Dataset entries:
[Start of Attachment]

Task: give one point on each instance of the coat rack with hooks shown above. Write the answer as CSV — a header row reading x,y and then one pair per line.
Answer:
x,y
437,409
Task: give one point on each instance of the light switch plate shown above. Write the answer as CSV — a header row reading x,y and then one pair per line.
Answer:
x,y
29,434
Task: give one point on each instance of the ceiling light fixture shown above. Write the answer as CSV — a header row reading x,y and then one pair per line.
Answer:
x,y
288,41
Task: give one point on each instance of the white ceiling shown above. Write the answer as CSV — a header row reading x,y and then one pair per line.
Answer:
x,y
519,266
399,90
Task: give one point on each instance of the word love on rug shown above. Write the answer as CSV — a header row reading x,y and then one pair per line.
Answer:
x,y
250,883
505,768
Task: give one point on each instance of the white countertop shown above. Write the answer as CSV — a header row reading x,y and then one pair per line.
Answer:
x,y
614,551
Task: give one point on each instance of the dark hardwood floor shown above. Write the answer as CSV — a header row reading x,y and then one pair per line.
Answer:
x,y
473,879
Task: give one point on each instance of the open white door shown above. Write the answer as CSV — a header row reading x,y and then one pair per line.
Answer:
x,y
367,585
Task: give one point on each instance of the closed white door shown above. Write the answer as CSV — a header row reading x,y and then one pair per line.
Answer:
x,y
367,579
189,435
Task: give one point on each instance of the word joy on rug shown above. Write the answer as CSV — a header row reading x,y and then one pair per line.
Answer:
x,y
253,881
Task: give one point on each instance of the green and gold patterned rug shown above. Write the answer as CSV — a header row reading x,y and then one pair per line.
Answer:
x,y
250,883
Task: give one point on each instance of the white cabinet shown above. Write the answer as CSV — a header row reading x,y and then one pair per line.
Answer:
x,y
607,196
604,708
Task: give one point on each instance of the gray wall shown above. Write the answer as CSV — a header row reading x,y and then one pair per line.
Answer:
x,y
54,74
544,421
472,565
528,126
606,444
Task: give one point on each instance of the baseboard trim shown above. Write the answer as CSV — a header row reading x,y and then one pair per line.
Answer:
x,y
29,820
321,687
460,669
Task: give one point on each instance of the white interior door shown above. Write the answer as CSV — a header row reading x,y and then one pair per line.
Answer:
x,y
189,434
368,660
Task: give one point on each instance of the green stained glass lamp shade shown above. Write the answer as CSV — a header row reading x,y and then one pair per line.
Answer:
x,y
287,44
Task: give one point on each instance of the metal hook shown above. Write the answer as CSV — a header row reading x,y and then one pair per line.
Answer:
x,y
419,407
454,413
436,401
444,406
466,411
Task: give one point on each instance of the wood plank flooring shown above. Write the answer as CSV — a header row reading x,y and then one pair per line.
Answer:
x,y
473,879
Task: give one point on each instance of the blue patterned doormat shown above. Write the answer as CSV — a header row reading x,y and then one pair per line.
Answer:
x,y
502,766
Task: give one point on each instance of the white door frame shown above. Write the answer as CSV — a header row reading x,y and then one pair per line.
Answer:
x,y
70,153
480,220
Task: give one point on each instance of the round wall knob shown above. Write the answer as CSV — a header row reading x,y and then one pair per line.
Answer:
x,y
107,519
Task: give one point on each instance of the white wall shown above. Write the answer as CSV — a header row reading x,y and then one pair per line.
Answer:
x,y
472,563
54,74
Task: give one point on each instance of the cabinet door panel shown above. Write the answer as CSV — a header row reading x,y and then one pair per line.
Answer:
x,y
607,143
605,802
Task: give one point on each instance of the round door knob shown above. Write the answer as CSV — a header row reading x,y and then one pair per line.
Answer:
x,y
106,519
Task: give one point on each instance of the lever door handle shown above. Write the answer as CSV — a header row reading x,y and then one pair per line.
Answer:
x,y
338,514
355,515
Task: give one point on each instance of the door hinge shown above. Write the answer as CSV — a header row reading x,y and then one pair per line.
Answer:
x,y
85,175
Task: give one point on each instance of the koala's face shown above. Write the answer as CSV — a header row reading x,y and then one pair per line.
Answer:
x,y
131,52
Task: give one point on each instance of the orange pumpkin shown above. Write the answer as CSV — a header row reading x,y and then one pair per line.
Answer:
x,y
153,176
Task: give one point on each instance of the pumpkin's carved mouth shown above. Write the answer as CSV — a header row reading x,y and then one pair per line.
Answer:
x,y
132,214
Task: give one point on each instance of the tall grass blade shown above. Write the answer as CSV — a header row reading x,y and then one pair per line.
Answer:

[End of Attachment]

* **Exercise prompt**:
In full and without error, transcribe each of the entries.

* **Response for this exercise**:
Task: give one point on each instance of the coat rack with hooks shown above. Write the answer as CSV — a header row reading x,y and then one pair per line.
Answer:
x,y
437,409
Task: give one point on each instance of the light switch plate shown above. Write the answer as CSV — a header row reading x,y and then one pair per line.
Answer:
x,y
29,434
Task: give one point on each instance of the ceiling light fixture shown above. Write the answer as CSV — a header row reading x,y and then one pair per line.
Answer:
x,y
288,41
Task: give one point on each instance of the white ceiling shown above. Write the answer as CSV — a header row reading x,y and then one pair per line.
Answer:
x,y
519,266
399,90
Task: give one point on each instance of the word love on rug shown above. Write the answer as CSV — a header row reading x,y and then one pair per line.
Answer:
x,y
250,883
505,768
Task: give one point on each instance of the white countertop shown above. Write the answer as CSV — a header row reading x,y and then one pair per line.
Answer:
x,y
614,551
Task: give one point on each instance of the dark hardwood floor shown above. Write the answer as CSV — a header row reading x,y and then one pair per line.
Answer:
x,y
473,879
Task: give one point on each instance of the open white door shown above. Write the answer as CSV — a header row reading x,y and then one pair per line.
Answer:
x,y
367,585
Task: give one point on each instance of the closed white door shown above. Write the answer as CSV — a header row reading x,y and then one pair per line.
Answer:
x,y
367,579
189,435
Task: give one point on each instance of the word joy on rug shown above. Write the answer as CSV — a header row reading x,y and then one pair per line.
Answer:
x,y
253,881
Task: give one point on each instance of the green and gold patterned rug shown above. Write the answer as CSV — a header row reading x,y and then one pair per line.
Answer:
x,y
250,883
Task: give one point on each instance of the white cabinet shown above. Write the answer as CSV — a header row reading x,y and then one pair per line.
Answer:
x,y
607,196
604,708
Task: give one point on each instance of the gray wall shown above. Write the answer as CSV — a header row reading x,y and then one pair per line.
Answer:
x,y
54,74
544,421
472,565
528,126
606,444
Task: give one point on each instance of the baseboard trim shown above. Write the answer as CSV — a header row reading x,y and then one pair per line.
Answer:
x,y
29,820
321,687
460,669
Task: give one point on each instance of the white interior door shown above. Write the answer as CSV — a header row reading x,y and then one pair per line.
Answer:
x,y
189,434
368,660
Task: give one point on each instance of the green stained glass lamp shade shown above. Write the answer as CSV — a header row reading x,y and then one pair per line.
Answer:
x,y
287,44
Task: give one point on each instance of the metal hook shown above. Write the answer as CSV — a header row reading x,y and then one pair per line.
Answer:
x,y
419,407
454,413
436,401
444,406
466,411
Task: give one point on each instance of the wood plank flooring shown above. Write the answer as CSV — a header row reading x,y and then one pair per line.
Answer:
x,y
473,879
Task: give one point on each instance of the blue patterned doormat shown above. Write the answer as CSV — a header row reading x,y and then one pair per line.
Answer:
x,y
502,766
Task: give one point on each instance of the white door frame shown above. Write the answer as CSV — a header row reading x,y and then one pair per line.
Answer:
x,y
70,153
480,220
Task: give one point on each instance of the round wall knob shown above. Write the answer as CSV — a header row reading x,y and then one pair per line.
Answer:
x,y
107,519
Task: give one point on each instance of the white wall shown above. Write the answer as CSV — a header row reading x,y and then one pair per line.
Answer:
x,y
472,563
54,74
Task: give one point on each instance of the cabinet door panel shown above. Write the answer as CSV — a header row reading x,y and then one pair per line.
Answer:
x,y
607,143
605,802
Task: give one point on each instance of the round door knob shown above. Write the answer as CSV — a header row reading x,y and then one pair per line.
Answer:
x,y
106,519
Task: give one point on each instance of the lever door handle shown above. Write the answer as CSV — a header row reading x,y and then one pair per line.
Answer:
x,y
338,514
355,515
Task: give one point on each instance of the door hinge shown above. Write the answer as CSV — a header row reading x,y and then one pair per line.
Answer:
x,y
85,175
Task: give one point on each instance of the koala's face shown above. Write the answer as CSV — a header row reading x,y and then one pair per line.
Answer:
x,y
131,52
Task: give one point on each instance of the orange pumpkin shown above. Write the answer as CSV — a header row reading x,y and then one pair per line.
Answer:
x,y
153,176
Task: give one point on each instance of the pumpkin's carved mouth shown above. Write the answer as CSV — a header row reading x,y and then one pair per line.
Answer:
x,y
132,214
Task: give one point on each instance of the tall grass blade shown above. Write the answer as CSV — a header row reading x,y and then one pair per line.
Answer:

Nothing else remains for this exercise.